#### Exercise aim
For this task, copy all of the data below exactly and skip the pictures.

#### Data to process

##########

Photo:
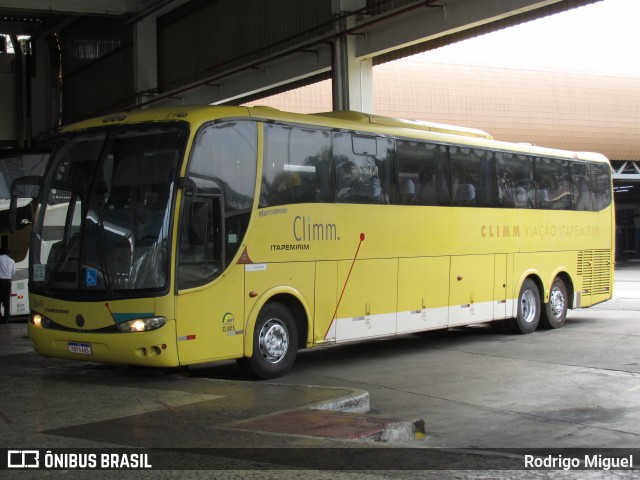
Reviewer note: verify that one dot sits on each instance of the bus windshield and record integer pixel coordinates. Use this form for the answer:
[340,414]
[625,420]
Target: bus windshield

##########

#### Exercise solution
Photo:
Reviewer note: verify that one dot sits on each instance of the bus windshield and record integer pixel coordinates. Use this form for the answer:
[340,414]
[625,420]
Target: bus windshield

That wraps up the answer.